#### WORK ORDER
Below are the entries. Transcribe exactly the lines from the one with "<point>249,172</point>" through the one with "<point>251,14</point>", ends included, and leave out all others.

Dataset entries:
____________
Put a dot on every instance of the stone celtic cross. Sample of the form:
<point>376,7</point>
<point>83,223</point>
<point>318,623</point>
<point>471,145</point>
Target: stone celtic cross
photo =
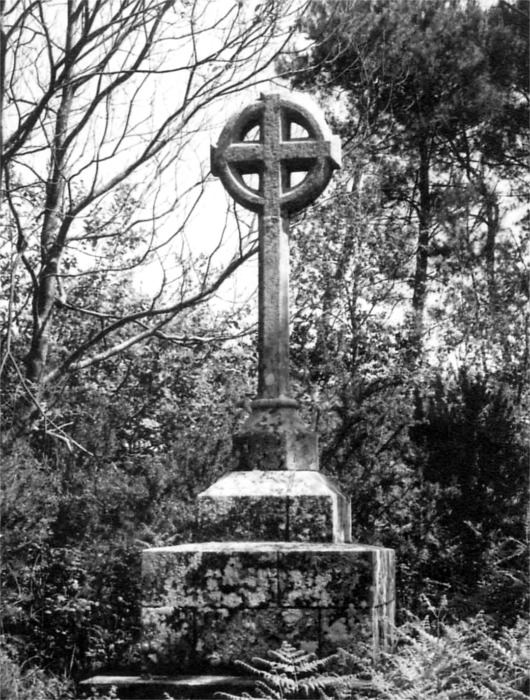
<point>262,140</point>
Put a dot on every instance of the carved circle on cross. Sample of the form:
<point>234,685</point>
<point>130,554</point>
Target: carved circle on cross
<point>275,138</point>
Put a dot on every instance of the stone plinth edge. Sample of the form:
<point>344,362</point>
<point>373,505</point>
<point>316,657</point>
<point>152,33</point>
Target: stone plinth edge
<point>275,438</point>
<point>287,506</point>
<point>208,605</point>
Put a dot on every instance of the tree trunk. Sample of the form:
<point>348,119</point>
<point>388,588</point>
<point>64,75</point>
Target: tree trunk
<point>422,252</point>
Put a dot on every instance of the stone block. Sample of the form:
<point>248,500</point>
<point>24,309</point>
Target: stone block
<point>325,579</point>
<point>295,506</point>
<point>207,605</point>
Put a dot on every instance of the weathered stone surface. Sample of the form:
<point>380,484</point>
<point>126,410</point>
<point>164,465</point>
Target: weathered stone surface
<point>211,604</point>
<point>286,506</point>
<point>275,438</point>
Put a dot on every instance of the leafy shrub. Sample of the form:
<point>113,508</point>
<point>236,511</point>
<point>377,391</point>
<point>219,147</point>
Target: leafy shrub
<point>291,673</point>
<point>25,683</point>
<point>471,660</point>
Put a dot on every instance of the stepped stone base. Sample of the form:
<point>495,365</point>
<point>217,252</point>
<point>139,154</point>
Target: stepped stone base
<point>288,506</point>
<point>208,605</point>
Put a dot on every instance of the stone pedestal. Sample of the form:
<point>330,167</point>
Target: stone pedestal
<point>273,561</point>
<point>288,506</point>
<point>208,605</point>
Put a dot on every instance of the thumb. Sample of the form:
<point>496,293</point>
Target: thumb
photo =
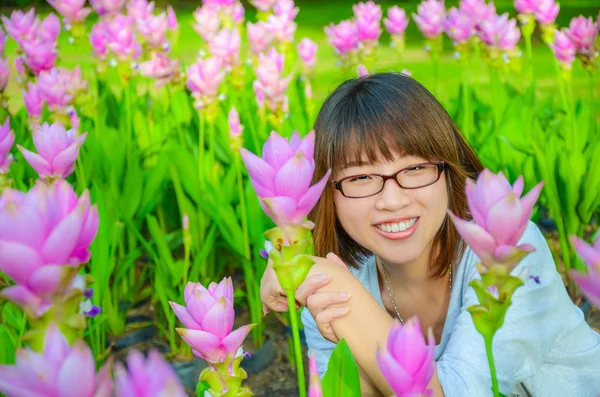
<point>336,259</point>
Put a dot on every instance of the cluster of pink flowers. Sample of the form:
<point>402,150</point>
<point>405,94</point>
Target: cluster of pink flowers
<point>36,39</point>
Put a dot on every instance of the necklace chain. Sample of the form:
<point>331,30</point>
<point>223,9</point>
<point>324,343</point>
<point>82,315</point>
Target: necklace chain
<point>387,285</point>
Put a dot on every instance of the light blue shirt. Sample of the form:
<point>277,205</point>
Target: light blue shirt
<point>544,349</point>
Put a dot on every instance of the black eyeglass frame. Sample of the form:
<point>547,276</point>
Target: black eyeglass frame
<point>441,166</point>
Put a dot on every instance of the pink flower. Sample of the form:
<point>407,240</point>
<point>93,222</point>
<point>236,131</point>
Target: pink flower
<point>281,28</point>
<point>4,73</point>
<point>71,10</point>
<point>343,36</point>
<point>430,18</point>
<point>314,387</point>
<point>500,216</point>
<point>21,26</point>
<point>208,317</point>
<point>7,139</point>
<point>258,36</point>
<point>563,48</point>
<point>582,32</point>
<point>204,78</point>
<point>406,361</point>
<point>499,32</point>
<point>34,103</point>
<point>458,25</point>
<point>45,234</point>
<point>282,177</point>
<point>590,282</point>
<point>207,22</point>
<point>396,22</point>
<point>107,7</point>
<point>225,46</point>
<point>235,128</point>
<point>59,371</point>
<point>161,68</point>
<point>526,6</point>
<point>154,29</point>
<point>147,377</point>
<point>547,12</point>
<point>307,50</point>
<point>52,86</point>
<point>57,151</point>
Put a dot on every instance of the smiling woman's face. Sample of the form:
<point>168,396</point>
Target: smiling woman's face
<point>397,224</point>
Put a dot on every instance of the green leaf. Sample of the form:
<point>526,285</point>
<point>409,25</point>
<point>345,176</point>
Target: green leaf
<point>341,378</point>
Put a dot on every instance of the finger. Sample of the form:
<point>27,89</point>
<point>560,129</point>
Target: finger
<point>310,285</point>
<point>322,300</point>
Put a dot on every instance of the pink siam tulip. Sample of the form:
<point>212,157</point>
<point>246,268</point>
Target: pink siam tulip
<point>107,7</point>
<point>203,79</point>
<point>4,73</point>
<point>21,26</point>
<point>208,317</point>
<point>207,22</point>
<point>225,46</point>
<point>53,87</point>
<point>71,10</point>
<point>45,234</point>
<point>526,6</point>
<point>258,36</point>
<point>343,36</point>
<point>396,22</point>
<point>280,28</point>
<point>430,18</point>
<point>282,177</point>
<point>590,282</point>
<point>500,32</point>
<point>314,386</point>
<point>59,370</point>
<point>7,139</point>
<point>161,68</point>
<point>307,50</point>
<point>57,151</point>
<point>547,12</point>
<point>563,48</point>
<point>501,218</point>
<point>34,103</point>
<point>583,32</point>
<point>459,26</point>
<point>154,29</point>
<point>407,361</point>
<point>270,82</point>
<point>147,377</point>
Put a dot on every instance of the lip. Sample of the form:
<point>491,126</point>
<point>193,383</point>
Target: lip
<point>398,235</point>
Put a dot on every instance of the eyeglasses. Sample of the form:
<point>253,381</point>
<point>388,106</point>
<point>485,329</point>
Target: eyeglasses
<point>413,177</point>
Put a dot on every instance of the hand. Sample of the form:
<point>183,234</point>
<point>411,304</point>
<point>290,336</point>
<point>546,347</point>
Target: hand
<point>324,306</point>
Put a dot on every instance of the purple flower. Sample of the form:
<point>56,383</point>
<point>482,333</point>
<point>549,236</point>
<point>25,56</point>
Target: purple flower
<point>500,216</point>
<point>407,361</point>
<point>7,139</point>
<point>57,151</point>
<point>282,177</point>
<point>59,371</point>
<point>208,317</point>
<point>45,234</point>
<point>147,377</point>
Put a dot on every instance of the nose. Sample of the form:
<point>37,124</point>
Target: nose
<point>392,197</point>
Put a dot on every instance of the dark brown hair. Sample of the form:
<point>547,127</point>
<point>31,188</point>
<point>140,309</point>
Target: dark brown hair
<point>371,118</point>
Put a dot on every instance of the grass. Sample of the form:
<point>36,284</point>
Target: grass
<point>314,16</point>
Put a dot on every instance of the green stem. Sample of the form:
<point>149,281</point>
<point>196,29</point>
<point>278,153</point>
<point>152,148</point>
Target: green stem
<point>490,355</point>
<point>297,348</point>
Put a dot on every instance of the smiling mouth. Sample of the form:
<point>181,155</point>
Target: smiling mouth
<point>395,227</point>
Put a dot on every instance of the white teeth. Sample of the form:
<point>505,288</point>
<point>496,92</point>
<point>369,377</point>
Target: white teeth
<point>397,227</point>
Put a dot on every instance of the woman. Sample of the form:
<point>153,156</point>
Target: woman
<point>398,164</point>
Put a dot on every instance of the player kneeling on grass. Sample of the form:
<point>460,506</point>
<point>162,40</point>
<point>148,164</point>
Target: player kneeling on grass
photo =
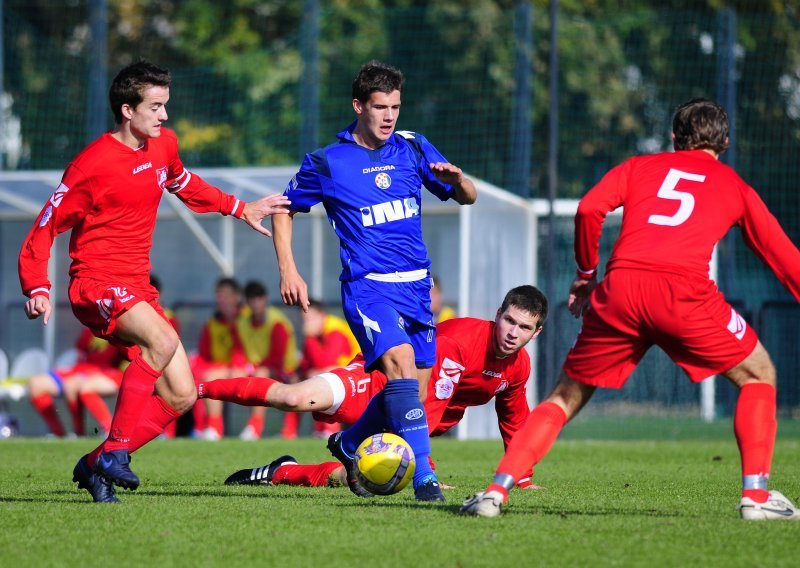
<point>476,360</point>
<point>657,292</point>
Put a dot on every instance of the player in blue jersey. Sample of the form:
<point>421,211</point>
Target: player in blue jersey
<point>370,183</point>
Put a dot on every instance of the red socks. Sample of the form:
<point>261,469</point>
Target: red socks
<point>76,413</point>
<point>306,475</point>
<point>246,391</point>
<point>46,408</point>
<point>256,422</point>
<point>217,423</point>
<point>531,443</point>
<point>97,407</point>
<point>134,393</point>
<point>291,424</point>
<point>156,416</point>
<point>755,426</point>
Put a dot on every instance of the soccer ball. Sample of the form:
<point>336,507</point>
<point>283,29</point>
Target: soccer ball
<point>385,463</point>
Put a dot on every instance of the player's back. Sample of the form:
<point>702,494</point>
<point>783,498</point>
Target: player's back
<point>676,207</point>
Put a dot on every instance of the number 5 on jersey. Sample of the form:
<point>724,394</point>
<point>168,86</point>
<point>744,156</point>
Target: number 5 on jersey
<point>668,191</point>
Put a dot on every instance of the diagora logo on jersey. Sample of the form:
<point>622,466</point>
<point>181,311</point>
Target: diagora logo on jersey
<point>161,177</point>
<point>383,181</point>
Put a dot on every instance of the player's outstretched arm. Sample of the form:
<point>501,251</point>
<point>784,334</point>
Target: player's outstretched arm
<point>294,291</point>
<point>445,172</point>
<point>39,306</point>
<point>579,292</point>
<point>256,211</point>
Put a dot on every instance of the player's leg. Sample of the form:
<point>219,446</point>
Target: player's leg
<point>41,390</point>
<point>92,390</point>
<point>215,428</point>
<point>72,385</point>
<point>140,325</point>
<point>286,471</point>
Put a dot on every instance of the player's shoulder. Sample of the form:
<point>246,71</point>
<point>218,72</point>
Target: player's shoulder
<point>411,139</point>
<point>97,153</point>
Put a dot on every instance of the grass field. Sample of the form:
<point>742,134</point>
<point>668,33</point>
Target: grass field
<point>605,503</point>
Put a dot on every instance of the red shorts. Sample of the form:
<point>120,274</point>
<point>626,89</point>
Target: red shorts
<point>353,388</point>
<point>98,304</point>
<point>632,310</point>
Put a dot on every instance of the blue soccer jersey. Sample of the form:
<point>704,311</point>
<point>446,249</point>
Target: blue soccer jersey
<point>373,199</point>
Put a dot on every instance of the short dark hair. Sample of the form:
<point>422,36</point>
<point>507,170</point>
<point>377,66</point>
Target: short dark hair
<point>228,282</point>
<point>700,124</point>
<point>129,85</point>
<point>254,289</point>
<point>528,298</point>
<point>375,76</point>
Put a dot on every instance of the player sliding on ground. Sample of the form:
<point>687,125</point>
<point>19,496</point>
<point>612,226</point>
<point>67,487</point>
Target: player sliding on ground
<point>476,360</point>
<point>370,183</point>
<point>656,291</point>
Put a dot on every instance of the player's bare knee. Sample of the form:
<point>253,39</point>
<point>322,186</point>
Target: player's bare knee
<point>183,401</point>
<point>162,349</point>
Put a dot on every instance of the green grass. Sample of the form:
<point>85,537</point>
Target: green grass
<point>615,503</point>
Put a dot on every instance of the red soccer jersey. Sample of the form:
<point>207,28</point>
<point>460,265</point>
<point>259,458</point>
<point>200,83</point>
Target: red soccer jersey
<point>467,373</point>
<point>109,197</point>
<point>677,206</point>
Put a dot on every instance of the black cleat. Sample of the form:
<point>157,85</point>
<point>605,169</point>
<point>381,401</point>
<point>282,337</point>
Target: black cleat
<point>259,475</point>
<point>101,490</point>
<point>114,467</point>
<point>430,490</point>
<point>335,447</point>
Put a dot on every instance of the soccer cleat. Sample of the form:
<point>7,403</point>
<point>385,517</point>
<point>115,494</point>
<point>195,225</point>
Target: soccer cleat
<point>335,447</point>
<point>114,467</point>
<point>101,490</point>
<point>429,490</point>
<point>776,508</point>
<point>259,475</point>
<point>488,504</point>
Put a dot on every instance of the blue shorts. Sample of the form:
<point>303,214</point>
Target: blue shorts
<point>383,315</point>
<point>58,379</point>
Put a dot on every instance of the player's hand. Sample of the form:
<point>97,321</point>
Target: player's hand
<point>256,211</point>
<point>526,483</point>
<point>447,173</point>
<point>579,293</point>
<point>294,291</point>
<point>39,306</point>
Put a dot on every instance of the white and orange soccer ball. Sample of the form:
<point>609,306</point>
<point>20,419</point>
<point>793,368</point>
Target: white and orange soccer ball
<point>385,463</point>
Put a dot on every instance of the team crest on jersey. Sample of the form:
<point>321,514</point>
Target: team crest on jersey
<point>383,181</point>
<point>451,370</point>
<point>58,195</point>
<point>161,177</point>
<point>46,217</point>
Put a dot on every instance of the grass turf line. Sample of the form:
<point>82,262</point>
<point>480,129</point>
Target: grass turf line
<point>615,503</point>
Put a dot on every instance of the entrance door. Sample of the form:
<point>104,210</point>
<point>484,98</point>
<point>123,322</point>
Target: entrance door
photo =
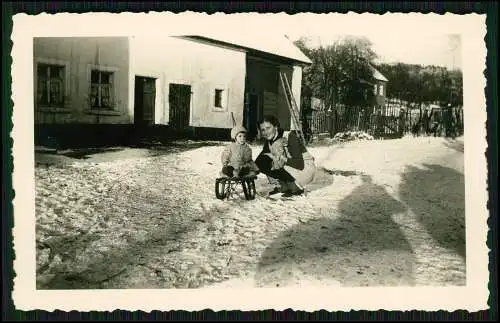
<point>252,114</point>
<point>144,102</point>
<point>179,99</point>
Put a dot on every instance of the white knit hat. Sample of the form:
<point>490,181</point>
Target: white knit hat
<point>236,130</point>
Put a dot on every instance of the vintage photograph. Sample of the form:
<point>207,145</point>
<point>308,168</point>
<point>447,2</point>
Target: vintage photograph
<point>288,155</point>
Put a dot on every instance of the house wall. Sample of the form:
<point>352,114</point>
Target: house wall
<point>263,78</point>
<point>204,67</point>
<point>78,54</point>
<point>380,99</point>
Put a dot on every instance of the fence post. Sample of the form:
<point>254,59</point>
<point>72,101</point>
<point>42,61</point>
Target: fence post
<point>402,119</point>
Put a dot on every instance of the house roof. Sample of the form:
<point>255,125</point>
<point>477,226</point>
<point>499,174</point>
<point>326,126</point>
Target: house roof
<point>378,76</point>
<point>276,45</point>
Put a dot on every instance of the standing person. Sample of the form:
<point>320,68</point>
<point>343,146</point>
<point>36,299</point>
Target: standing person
<point>284,158</point>
<point>237,156</point>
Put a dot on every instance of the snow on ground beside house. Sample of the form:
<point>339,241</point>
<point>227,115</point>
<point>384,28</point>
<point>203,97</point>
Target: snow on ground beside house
<point>380,213</point>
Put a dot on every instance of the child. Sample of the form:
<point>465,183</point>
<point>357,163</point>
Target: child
<point>237,157</point>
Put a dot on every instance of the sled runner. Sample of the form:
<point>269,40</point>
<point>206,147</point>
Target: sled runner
<point>225,187</point>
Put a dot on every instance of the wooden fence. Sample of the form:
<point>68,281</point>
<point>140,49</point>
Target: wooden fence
<point>389,121</point>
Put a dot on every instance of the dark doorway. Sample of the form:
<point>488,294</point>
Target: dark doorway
<point>179,99</point>
<point>144,102</point>
<point>253,111</point>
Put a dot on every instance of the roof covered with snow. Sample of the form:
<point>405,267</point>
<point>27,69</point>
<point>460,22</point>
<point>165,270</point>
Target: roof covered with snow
<point>278,45</point>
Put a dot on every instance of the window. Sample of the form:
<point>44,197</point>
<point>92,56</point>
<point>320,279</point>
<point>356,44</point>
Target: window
<point>101,89</point>
<point>50,85</point>
<point>218,98</point>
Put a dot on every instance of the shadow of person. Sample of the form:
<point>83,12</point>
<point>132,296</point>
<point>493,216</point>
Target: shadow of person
<point>437,196</point>
<point>360,245</point>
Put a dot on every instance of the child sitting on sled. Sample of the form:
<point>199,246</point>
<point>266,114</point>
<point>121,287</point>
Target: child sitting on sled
<point>237,156</point>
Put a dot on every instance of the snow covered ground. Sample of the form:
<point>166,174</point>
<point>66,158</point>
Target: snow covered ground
<point>379,213</point>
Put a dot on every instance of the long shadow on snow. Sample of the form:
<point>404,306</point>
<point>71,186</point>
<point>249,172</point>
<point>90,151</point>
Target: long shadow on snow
<point>437,196</point>
<point>361,247</point>
<point>103,267</point>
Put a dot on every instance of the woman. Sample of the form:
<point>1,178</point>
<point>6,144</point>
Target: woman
<point>284,158</point>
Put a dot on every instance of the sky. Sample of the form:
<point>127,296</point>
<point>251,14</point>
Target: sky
<point>395,38</point>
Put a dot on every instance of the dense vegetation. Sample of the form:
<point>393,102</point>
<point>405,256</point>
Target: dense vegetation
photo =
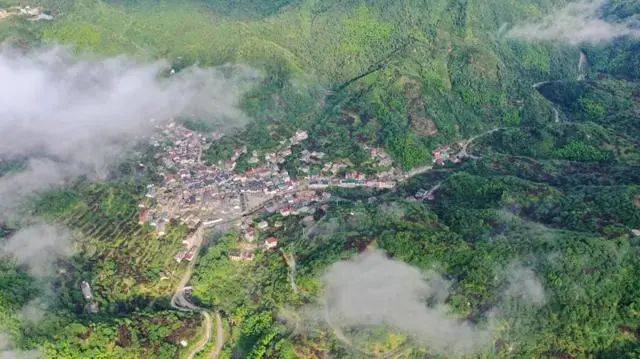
____________
#### EXERCISE RESULT
<point>249,172</point>
<point>90,151</point>
Target: long shadow on snow
<point>437,196</point>
<point>361,247</point>
<point>103,267</point>
Put a dot on every instance of the woman. Sample of the form:
<point>1,178</point>
<point>6,144</point>
Target: woman
<point>284,158</point>
Put a dot on every instance of the sky. Sample of the form:
<point>127,296</point>
<point>251,14</point>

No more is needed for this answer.